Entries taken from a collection
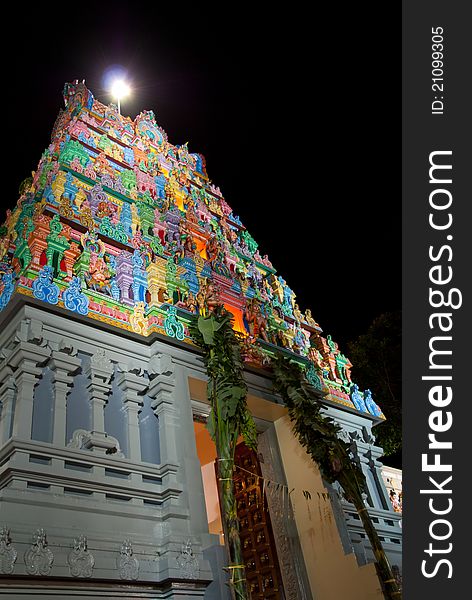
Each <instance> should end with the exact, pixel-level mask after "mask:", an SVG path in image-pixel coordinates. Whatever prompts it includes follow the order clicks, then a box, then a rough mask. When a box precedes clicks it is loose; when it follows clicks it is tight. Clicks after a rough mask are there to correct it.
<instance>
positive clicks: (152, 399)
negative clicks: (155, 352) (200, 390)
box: [148, 355, 178, 466]
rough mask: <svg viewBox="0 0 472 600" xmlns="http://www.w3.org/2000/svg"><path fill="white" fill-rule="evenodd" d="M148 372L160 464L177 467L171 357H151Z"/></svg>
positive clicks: (151, 400)
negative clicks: (166, 464) (158, 423)
mask: <svg viewBox="0 0 472 600" xmlns="http://www.w3.org/2000/svg"><path fill="white" fill-rule="evenodd" d="M149 372H150V377H151V379H150V382H149V390H148V395H149V397H150V398H151V407H152V409H153V411H154V413H155V415H156V416H157V418H158V419H159V447H160V455H161V464H162V465H166V464H169V465H175V466H177V465H178V458H177V446H176V424H177V421H176V415H175V409H174V394H175V376H174V365H173V364H172V359H171V357H170V356H167V355H162V356H160V357H153V359H151V361H150V362H149Z"/></svg>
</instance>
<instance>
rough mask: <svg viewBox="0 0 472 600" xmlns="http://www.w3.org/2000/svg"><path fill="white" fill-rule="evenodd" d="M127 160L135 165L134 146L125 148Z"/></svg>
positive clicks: (126, 160) (128, 162)
mask: <svg viewBox="0 0 472 600" xmlns="http://www.w3.org/2000/svg"><path fill="white" fill-rule="evenodd" d="M124 157H125V162H127V163H128V164H129V165H131V166H132V167H134V152H133V149H132V148H124Z"/></svg>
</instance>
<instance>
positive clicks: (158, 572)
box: [0, 81, 401, 600]
mask: <svg viewBox="0 0 472 600" xmlns="http://www.w3.org/2000/svg"><path fill="white" fill-rule="evenodd" d="M64 101H65V109H64V110H61V112H60V114H59V116H58V118H57V120H56V123H55V125H54V129H53V132H52V138H51V143H50V145H49V146H48V148H47V149H46V150H45V152H44V153H43V156H42V157H41V160H40V162H39V165H38V168H37V170H36V172H35V173H34V174H33V177H32V178H31V179H30V180H27V181H25V182H24V184H23V185H22V189H21V196H20V198H19V200H18V203H17V205H16V207H15V208H14V209H13V210H12V211H8V212H7V218H6V221H5V223H4V225H3V226H2V231H1V242H0V311H1V312H0V320H1V331H0V337H1V363H0V404H1V413H0V486H1V490H0V502H1V503H0V527H1V529H0V576H1V577H0V593H2V590H5V588H6V587H8V589H9V590H10V593H11V595H12V597H15V598H23V597H24V598H26V597H27V596H29V595H30V594H31V593H39V591H40V590H48V591H47V592H44V591H43V592H42V593H43V595H42V597H44V598H49V597H50V598H57V597H69V596H73V597H74V598H91V597H107V598H138V597H139V598H167V599H170V598H179V599H187V598H197V597H198V598H206V599H215V600H216V599H220V598H227V597H228V592H227V587H226V586H225V581H226V580H227V578H228V577H229V576H230V574H228V573H227V571H225V570H224V567H225V560H226V559H225V553H224V547H223V546H222V544H221V520H220V517H219V510H218V497H217V493H216V481H215V475H214V467H213V462H214V460H215V456H216V455H215V451H214V447H213V446H212V442H211V439H210V438H209V435H208V433H207V431H206V429H205V427H204V422H205V419H206V417H207V416H208V412H209V406H208V402H207V399H206V393H205V386H206V383H205V381H206V375H205V372H204V369H203V366H202V363H201V361H200V360H199V352H198V349H197V348H196V347H195V346H194V345H193V344H192V342H191V340H190V338H189V334H188V324H189V321H190V319H191V317H192V315H193V314H195V313H196V312H197V311H199V309H202V307H211V306H214V305H215V304H216V303H223V304H224V305H225V307H226V308H227V309H228V310H229V311H230V312H231V313H232V314H233V315H234V327H235V329H236V330H237V331H238V332H240V334H241V336H242V337H243V338H244V340H245V347H246V364H247V382H248V386H249V396H248V404H249V407H250V410H251V412H252V413H253V415H254V417H255V419H256V423H257V427H258V431H259V453H258V454H257V455H256V454H254V453H251V452H250V451H249V450H248V449H247V448H245V447H244V446H243V445H241V447H240V448H239V450H240V451H239V453H238V461H239V463H238V464H239V465H240V471H238V470H236V474H235V486H236V493H237V498H238V514H239V518H240V523H241V537H242V541H243V550H244V557H245V563H246V573H247V579H248V584H249V587H250V590H251V595H252V598H272V599H274V600H275V599H286V600H288V599H293V600H298V599H300V600H302V599H310V598H317V599H318V600H330V599H331V598H332V599H333V600H334V599H336V598H347V597H349V598H350V599H352V600H357V599H358V600H365V598H381V597H382V596H381V592H380V590H379V584H378V580H377V578H376V575H375V569H374V566H373V564H372V553H371V551H370V548H369V545H368V541H367V538H366V535H365V533H363V529H362V526H361V523H360V521H359V519H358V516H357V514H356V511H355V510H354V508H353V507H352V505H350V504H349V503H347V502H346V501H345V500H344V499H343V498H342V495H341V494H340V492H339V490H338V489H336V488H335V487H333V486H329V485H327V484H326V483H325V482H323V481H322V478H321V476H320V474H319V472H318V471H317V468H316V466H315V465H313V464H312V463H311V461H310V460H309V459H308V457H307V455H306V453H305V452H304V451H303V449H302V448H301V447H300V446H299V444H298V442H297V441H296V439H295V437H294V436H293V433H292V430H291V426H290V422H289V420H288V417H287V415H286V412H287V411H286V409H285V407H284V406H283V403H282V402H281V400H280V398H278V397H277V396H276V395H275V394H274V393H273V391H272V387H271V382H270V377H269V376H268V374H267V373H266V372H265V371H264V357H265V356H270V355H271V354H273V353H274V352H275V351H276V350H278V351H282V352H284V353H286V354H287V355H289V356H291V357H292V358H294V359H295V360H297V361H298V362H299V363H300V364H302V365H304V366H305V367H306V374H307V378H308V379H309V381H310V382H311V383H312V384H313V385H314V386H315V387H316V388H318V389H319V390H322V391H323V392H324V394H325V400H324V403H325V406H326V408H325V410H326V412H327V413H328V414H329V415H330V416H331V417H332V418H333V419H335V420H336V421H337V422H338V423H339V424H340V425H341V426H342V436H343V438H344V439H345V440H346V441H349V442H350V443H351V444H352V450H353V452H354V454H355V456H356V458H357V460H358V462H359V464H360V465H361V466H362V469H363V471H364V473H365V475H366V478H367V484H368V493H367V495H366V499H365V500H366V506H367V507H368V509H369V511H370V512H371V515H372V517H373V519H374V522H375V523H376V525H377V527H378V531H379V534H380V536H381V539H382V541H383V543H384V545H385V548H386V550H387V552H388V553H389V555H390V559H391V562H392V563H393V565H394V566H395V567H397V568H398V569H399V568H400V556H401V529H400V527H399V522H400V518H401V515H399V514H398V513H397V512H395V511H393V509H392V506H391V503H390V500H389V496H388V493H387V491H386V488H385V485H384V483H383V480H382V476H381V468H382V464H381V462H380V461H379V458H380V457H381V455H382V450H381V448H379V447H377V446H376V445H375V438H374V435H373V433H372V427H373V425H375V424H376V423H379V422H381V420H382V419H383V418H384V417H383V415H382V412H381V410H380V408H379V407H378V406H377V404H376V403H375V401H374V400H373V398H372V394H371V393H370V391H369V390H366V391H364V392H362V391H360V390H359V388H358V386H357V385H356V384H355V383H353V382H352V381H351V375H350V368H351V366H352V365H351V363H350V362H349V359H348V358H347V357H346V356H344V355H343V354H342V353H341V351H340V349H339V348H338V345H337V344H336V343H335V342H334V341H333V340H332V339H331V337H330V336H329V335H328V336H327V337H324V336H323V332H322V329H321V328H320V326H319V325H318V323H317V322H316V321H315V320H314V318H313V317H312V315H311V312H310V310H309V309H307V310H306V311H305V312H304V313H303V312H302V311H301V310H300V308H299V307H298V305H297V304H296V296H295V293H294V292H293V290H292V289H291V288H290V287H289V286H288V284H287V282H286V281H285V280H284V279H283V277H282V276H281V275H279V274H278V273H277V272H276V270H275V268H274V267H273V266H272V264H271V262H270V261H269V259H268V257H267V256H266V255H265V256H261V254H260V253H259V249H258V244H257V242H256V241H255V240H254V238H253V237H252V236H251V234H250V233H249V232H248V231H247V229H246V228H245V226H244V225H243V223H242V221H241V220H240V218H239V217H238V216H236V215H235V214H234V213H233V212H232V210H231V208H230V206H229V205H228V204H227V202H226V201H225V199H224V197H223V195H222V193H221V191H220V189H219V188H218V187H216V186H215V185H213V184H212V183H211V182H210V180H209V178H208V175H207V171H206V165H205V159H204V157H203V156H201V155H200V154H192V153H190V151H189V149H188V147H187V145H183V146H174V145H172V144H171V143H170V142H169V141H168V139H167V135H166V133H165V131H164V130H163V129H162V128H161V127H160V126H159V125H158V124H157V122H156V119H155V116H154V114H153V112H152V111H143V112H142V113H140V114H139V115H138V116H137V117H136V118H135V119H134V121H132V120H131V119H130V118H128V117H124V116H122V115H120V114H119V113H118V111H117V107H116V106H114V105H113V104H110V105H109V106H105V105H103V104H101V103H100V102H98V101H97V100H96V99H95V98H94V97H93V95H92V93H91V92H90V91H89V90H88V89H87V88H86V87H85V85H84V84H83V83H79V82H77V81H75V82H74V83H72V84H67V85H66V86H65V88H64ZM261 482H264V483H263V484H262V483H261ZM261 485H263V487H262V489H261ZM306 490H311V492H310V493H311V500H310V501H309V500H308V499H307V496H306V495H304V494H303V491H306ZM264 498H265V499H264ZM261 499H262V503H261Z"/></svg>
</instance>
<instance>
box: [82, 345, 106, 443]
mask: <svg viewBox="0 0 472 600" xmlns="http://www.w3.org/2000/svg"><path fill="white" fill-rule="evenodd" d="M85 375H87V377H90V383H89V384H88V386H87V389H88V391H89V393H90V397H89V402H90V406H91V410H92V431H91V434H92V438H91V439H90V441H89V447H91V448H92V447H93V448H94V449H95V448H96V449H97V450H99V451H102V452H106V450H108V449H109V448H110V445H109V444H108V442H107V441H106V438H107V435H106V433H105V412H104V411H105V405H106V403H107V402H108V396H109V395H110V393H111V384H110V380H111V377H112V375H113V364H112V362H111V360H110V358H109V357H108V355H107V353H106V352H105V350H104V349H103V348H98V349H97V351H96V352H95V354H94V355H93V356H92V359H91V361H90V365H89V367H88V369H87V370H86V372H85ZM100 439H102V440H103V444H102V443H101V442H100Z"/></svg>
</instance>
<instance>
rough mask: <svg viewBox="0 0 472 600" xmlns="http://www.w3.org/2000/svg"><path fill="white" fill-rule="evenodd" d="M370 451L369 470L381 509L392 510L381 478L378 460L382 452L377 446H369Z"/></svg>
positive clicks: (388, 495) (378, 460) (380, 471)
mask: <svg viewBox="0 0 472 600" xmlns="http://www.w3.org/2000/svg"><path fill="white" fill-rule="evenodd" d="M370 451H371V462H370V468H371V469H372V474H373V477H374V480H375V483H376V485H377V489H378V491H379V496H380V504H381V507H382V508H383V509H385V510H393V508H392V503H391V501H390V498H389V495H388V492H387V488H386V487H385V483H384V480H383V477H382V467H383V464H382V463H381V462H380V461H379V460H378V459H379V458H380V457H381V456H383V450H382V448H380V447H379V446H371V448H370Z"/></svg>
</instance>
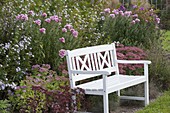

> [YOUR INSTRUCTIONS]
Give back, exactly as written, the stretch from the line with "positive clicks: (152, 399)" through the line with "160L135 165L134 146L125", and no other lines from the records above.

> [ANSWER SPACE]
positive clicks: (152, 399)
negative clicks: (155, 352) (200, 390)
box: [148, 355, 178, 466]
rough mask: <svg viewBox="0 0 472 600" xmlns="http://www.w3.org/2000/svg"><path fill="white" fill-rule="evenodd" d="M148 372L160 464L177 467L171 357H151Z"/></svg>
positive clicks: (151, 400)
negative clicks: (166, 464) (158, 423)
mask: <svg viewBox="0 0 472 600" xmlns="http://www.w3.org/2000/svg"><path fill="white" fill-rule="evenodd" d="M149 372H150V377H151V379H150V382H149V390H148V395H149V397H150V398H151V407H152V409H153V411H154V413H155V415H156V416H157V418H158V419H159V447H160V455H161V464H162V465H166V464H169V465H175V466H177V465H178V458H177V446H176V424H177V421H176V415H175V409H174V394H175V376H174V365H173V364H172V359H171V357H170V356H167V355H162V356H160V357H153V359H151V361H150V362H149Z"/></svg>
</instance>
<instance>
rough mask: <svg viewBox="0 0 472 600" xmlns="http://www.w3.org/2000/svg"><path fill="white" fill-rule="evenodd" d="M127 160L135 165L134 146L125 148Z"/></svg>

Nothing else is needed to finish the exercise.